**TRY IT**
Using the listing that follows, filter out every line lacking the string "Target" and return the rest.

Start of PROVIDED INFORMATION

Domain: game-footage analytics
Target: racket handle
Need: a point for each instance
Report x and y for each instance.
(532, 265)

End of PROVIDED INFORMATION
Start of PROVIDED INFORMATION

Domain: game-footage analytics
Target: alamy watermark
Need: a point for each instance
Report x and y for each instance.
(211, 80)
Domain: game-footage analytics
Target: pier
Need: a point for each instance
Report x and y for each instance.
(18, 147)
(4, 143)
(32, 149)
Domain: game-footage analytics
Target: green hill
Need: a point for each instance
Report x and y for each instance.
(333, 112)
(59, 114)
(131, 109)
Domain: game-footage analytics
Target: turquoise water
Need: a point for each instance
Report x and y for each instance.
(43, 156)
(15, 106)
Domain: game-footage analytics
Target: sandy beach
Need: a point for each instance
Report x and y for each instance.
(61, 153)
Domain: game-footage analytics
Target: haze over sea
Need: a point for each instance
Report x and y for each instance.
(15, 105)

End of PROVIDED INFORMATION

**YOUR SOLUTION**
Target: racket handle
Target: alamy watermark
Target: pier
Target: green hill
Target: turquoise water
Target: sandy beach
Target: haze over sea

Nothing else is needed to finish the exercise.